_Requirement_: Quote the listing below in its entirety, omitting every image.

_Extracted data_:

╭──

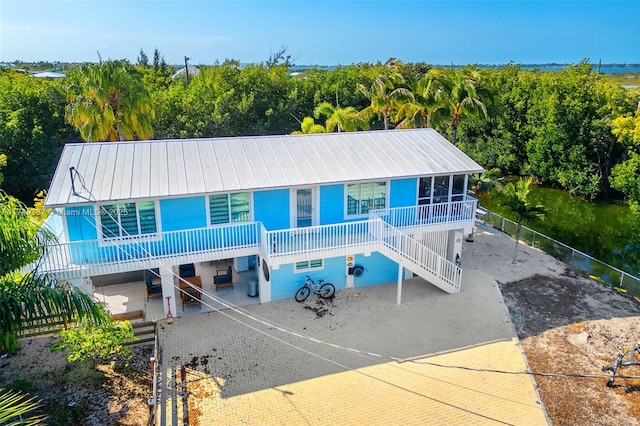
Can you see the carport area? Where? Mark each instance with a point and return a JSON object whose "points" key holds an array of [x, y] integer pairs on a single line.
{"points": [[355, 359]]}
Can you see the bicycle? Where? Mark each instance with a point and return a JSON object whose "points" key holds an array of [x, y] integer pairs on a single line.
{"points": [[322, 289]]}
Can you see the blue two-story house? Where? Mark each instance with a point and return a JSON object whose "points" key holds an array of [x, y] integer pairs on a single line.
{"points": [[392, 202]]}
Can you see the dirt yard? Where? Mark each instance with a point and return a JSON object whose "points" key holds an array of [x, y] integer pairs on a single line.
{"points": [[568, 325], [80, 394], [575, 326]]}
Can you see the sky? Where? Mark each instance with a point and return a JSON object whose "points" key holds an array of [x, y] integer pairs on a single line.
{"points": [[327, 32]]}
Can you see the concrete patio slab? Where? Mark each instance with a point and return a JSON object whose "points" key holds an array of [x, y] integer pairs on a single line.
{"points": [[357, 359]]}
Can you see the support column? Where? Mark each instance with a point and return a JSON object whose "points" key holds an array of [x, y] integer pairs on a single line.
{"points": [[168, 290], [399, 295]]}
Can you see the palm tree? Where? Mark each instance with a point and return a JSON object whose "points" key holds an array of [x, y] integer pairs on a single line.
{"points": [[341, 119], [416, 107], [309, 126], [383, 93], [13, 405], [109, 104], [459, 94], [32, 295], [486, 181], [516, 197]]}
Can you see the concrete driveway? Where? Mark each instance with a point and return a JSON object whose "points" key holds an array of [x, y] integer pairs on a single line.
{"points": [[357, 359]]}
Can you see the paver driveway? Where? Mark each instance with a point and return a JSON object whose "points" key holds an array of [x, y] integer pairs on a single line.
{"points": [[357, 359]]}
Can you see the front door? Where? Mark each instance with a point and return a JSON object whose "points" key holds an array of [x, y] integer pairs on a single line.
{"points": [[303, 208]]}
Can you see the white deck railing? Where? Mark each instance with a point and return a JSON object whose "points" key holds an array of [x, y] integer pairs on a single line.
{"points": [[103, 257], [288, 245], [427, 215], [389, 227]]}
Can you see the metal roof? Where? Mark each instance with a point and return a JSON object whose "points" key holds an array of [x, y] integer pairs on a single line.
{"points": [[114, 171]]}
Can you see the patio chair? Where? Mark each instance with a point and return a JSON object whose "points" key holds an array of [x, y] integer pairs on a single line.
{"points": [[187, 270], [152, 289], [223, 278]]}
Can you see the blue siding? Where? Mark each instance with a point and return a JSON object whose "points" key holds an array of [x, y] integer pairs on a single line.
{"points": [[183, 213], [379, 269], [81, 223], [284, 283], [272, 208], [331, 204], [404, 192]]}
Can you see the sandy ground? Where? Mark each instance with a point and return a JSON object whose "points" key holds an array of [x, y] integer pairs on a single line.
{"points": [[569, 326], [567, 323]]}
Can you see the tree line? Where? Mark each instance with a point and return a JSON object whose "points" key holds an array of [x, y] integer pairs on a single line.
{"points": [[571, 128]]}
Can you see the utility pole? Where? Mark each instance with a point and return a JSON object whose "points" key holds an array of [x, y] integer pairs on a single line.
{"points": [[186, 68]]}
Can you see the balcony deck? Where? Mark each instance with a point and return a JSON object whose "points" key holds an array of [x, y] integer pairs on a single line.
{"points": [[94, 257]]}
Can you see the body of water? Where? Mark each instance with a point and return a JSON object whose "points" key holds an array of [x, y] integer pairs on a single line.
{"points": [[543, 67], [607, 231]]}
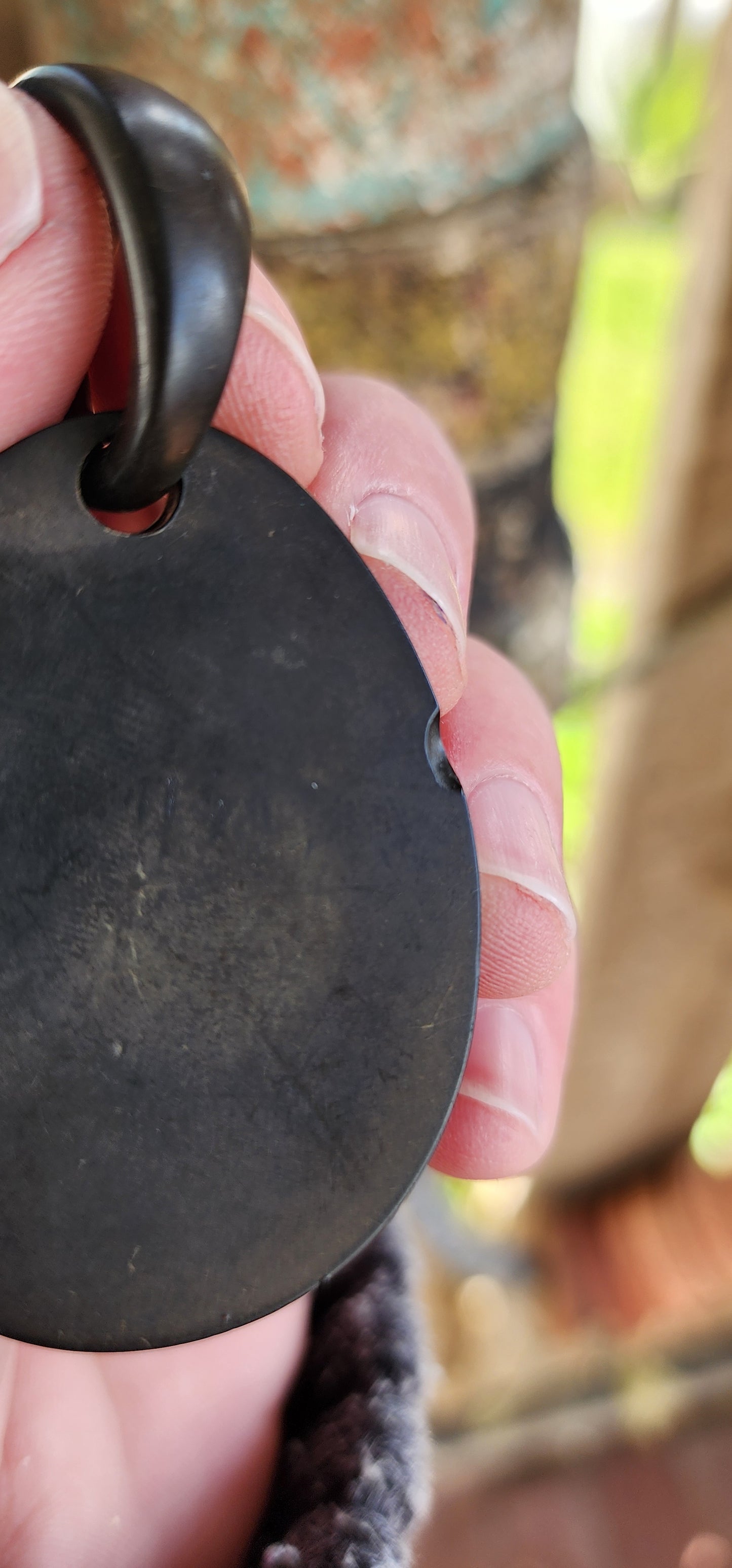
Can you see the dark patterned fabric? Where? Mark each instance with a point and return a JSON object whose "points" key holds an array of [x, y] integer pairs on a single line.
{"points": [[350, 1482]]}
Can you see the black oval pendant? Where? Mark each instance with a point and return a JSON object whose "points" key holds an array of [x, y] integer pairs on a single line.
{"points": [[240, 913]]}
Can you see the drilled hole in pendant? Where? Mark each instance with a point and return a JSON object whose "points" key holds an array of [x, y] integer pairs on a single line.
{"points": [[148, 519]]}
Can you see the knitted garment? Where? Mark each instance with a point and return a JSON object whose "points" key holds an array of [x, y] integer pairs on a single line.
{"points": [[350, 1482]]}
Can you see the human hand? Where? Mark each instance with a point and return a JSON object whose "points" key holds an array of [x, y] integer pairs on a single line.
{"points": [[708, 1551], [162, 1459]]}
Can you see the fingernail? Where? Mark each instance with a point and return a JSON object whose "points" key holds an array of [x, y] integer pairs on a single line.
{"points": [[396, 532], [259, 313], [502, 1071], [21, 190], [513, 841]]}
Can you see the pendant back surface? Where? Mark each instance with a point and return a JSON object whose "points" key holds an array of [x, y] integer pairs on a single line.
{"points": [[239, 927]]}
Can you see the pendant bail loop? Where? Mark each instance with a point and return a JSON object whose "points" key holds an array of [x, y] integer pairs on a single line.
{"points": [[181, 214]]}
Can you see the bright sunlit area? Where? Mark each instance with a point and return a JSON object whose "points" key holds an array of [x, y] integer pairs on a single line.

╰──

_Answer below_:
Can you see the carport area? Where? Mark each instance with a point and return a JSON object whose "points" key holds an array of [x, y] integer pairs on a single line.
{"points": [[355, 359]]}
Can you see the bicycle? Where? Mark each instance with a point and return a JSON object whose "points" key holds an array of [x, y] integer pairs on a single line.
{"points": [[322, 289]]}
Can you see the blue two-story house? Where? Mark each instance with a point and return a JSON object whose "points" key holds an array of [x, y] integer pairs on a single line.
{"points": [[392, 202]]}
Can you see the dirt yard? Where? Mark each instance with a point and return a JSON object whose "points" key holds an array of [x, y] integer pairs on a single line.
{"points": [[568, 325], [80, 394], [575, 326]]}
Can you see the sky? Where? Mark each instance with a point and return a JSON object whose "points" key holds an array of [x, y] integer pairs on a single line.
{"points": [[327, 32]]}
Can you see the concrete patio slab? Where? Mark each instance with a point and return a JSON object whose "points" key holds an array of [x, y] integer pairs on a single line.
{"points": [[357, 359]]}
Can you see the support column? Where? Mark each instance with a point and return a JSON object whose "points" key holds an array of [x, y] integer pairs on a single line.
{"points": [[168, 290], [399, 295]]}
Can you see the palm tree? Where? Mark each instance with a point and return a JSON object whose "points" key holds an array of [x, y] integer pairs on a single line.
{"points": [[341, 119], [416, 107], [309, 126], [383, 93], [13, 405], [109, 104], [459, 94], [32, 295], [486, 181], [516, 197]]}
Can you see the concrete driveway? Where? Mark each instance with a point and return a JSON object whose "points" key holds an array of [x, y] integer pairs on a single line.
{"points": [[357, 359]]}
Can you see the paver driveway? Where? Mark each instance with a point and return a JSON object whose "points" key holds an array of [x, y] integer pairs on a single line.
{"points": [[357, 359]]}
Can you see the front door? Where? Mark each instance with a point and return a JSON object whose "points" key holds an array of [x, y] integer pairs on a single line.
{"points": [[303, 208]]}
Can you see the white deck railing? Where? Mark each instance with a point and return a JSON object whose "points" key holds an array of [x, y] integer pairs on a single line.
{"points": [[103, 257], [288, 245], [427, 215], [389, 227]]}
Can you see the metal roof? Where? Mark each instance with a point and return a JSON object whose "points" key holds an array of [x, y] integer pairs on a single line.
{"points": [[114, 171]]}
Can you see the patio chair? Where? Mark each instance with a point and return a JSON object whose "points" key holds an array of [x, y] integer pairs on a single line.
{"points": [[187, 270], [152, 289], [223, 278]]}
Can you see the blue siding? Where? Mark each instance with a point and return a JSON object whose "points" key holds an array of [x, y] integer pairs on a single line.
{"points": [[183, 213], [379, 269], [81, 223], [284, 283], [272, 208], [331, 204], [404, 192]]}
Can you see the sandy ground? Where? Mark each instance with a point and return a JSON object whose "points" key holds an array of [x, y] integer pairs on a single line.
{"points": [[569, 326], [567, 323]]}
Can you see the tree line? Where? Mark each instance with a point and return a JSON object whose "points" key holds an array of [x, y] integer pairs on a single line.
{"points": [[571, 128]]}
Can you see the utility pole? Where? Mark each instance with a point and return a JSON object whose "points" key holds an array of [x, y] integer pairs on a single line.
{"points": [[186, 68]]}
Can you see the balcony deck? Where? Mark each instance with a point and return a JSON object whose "points" key holds an array of [x, y] integer pairs on a single line.
{"points": [[94, 257]]}
Can you see the body of water? Where? Mark each instance with a point and return a JSON object whose "points" key holds an array of [x, y] integer pairs on a single line.
{"points": [[543, 67], [607, 231]]}
Can you see the dark patterned fabric? Where? Mark each instance with a point and return a JSON object whose "points" key holds an array of [x, y] integer pairs on a single line.
{"points": [[350, 1482]]}
Can you see the black oval pendant? Where? Mark each instance with a point and return a JSON object whose "points" key holds an array of [x, y] integer pairs on a single line.
{"points": [[240, 913]]}
Can you see the drilled hole in pendant? Where? Mark each instance with a point and return a JSON object whose "points" key holds an array of [x, y] integer pairs on a single line.
{"points": [[148, 519]]}
Can you see the knitted garment? Where? Mark each instance with a point and return a JSON object whose "points" key holds an array of [x, y] integer pairs on a single line.
{"points": [[350, 1482]]}
Can you see the human hand? Where? Mark each instance with a point and return a JSON object whose "points" key holds an array of [x, y] integer pairs on a single line.
{"points": [[708, 1551], [162, 1459]]}
Can you see the fingernail? Where? Mark each instance with a point and return a JSON object whose "points" key holds an array of [x, y] integer pairs on a single line.
{"points": [[396, 532], [259, 313], [502, 1071], [21, 190], [513, 841]]}
Can you see the pendant back surface? Where? Mark each instance with a point and return a JSON object whose "points" key holds an array of [x, y] integer pairs on a single line.
{"points": [[239, 927]]}
Can you see the pendant bail loop? Where? Mark each instance with a point and return a JSON object whose "points" key holds an array of [x, y] integer pairs on a single line.
{"points": [[181, 214]]}
Can you see the bright sunlit area? Where? Mark each instance with a point and return a JSON object whose "points" key holds an array of [x, y] integer pairs on a single line.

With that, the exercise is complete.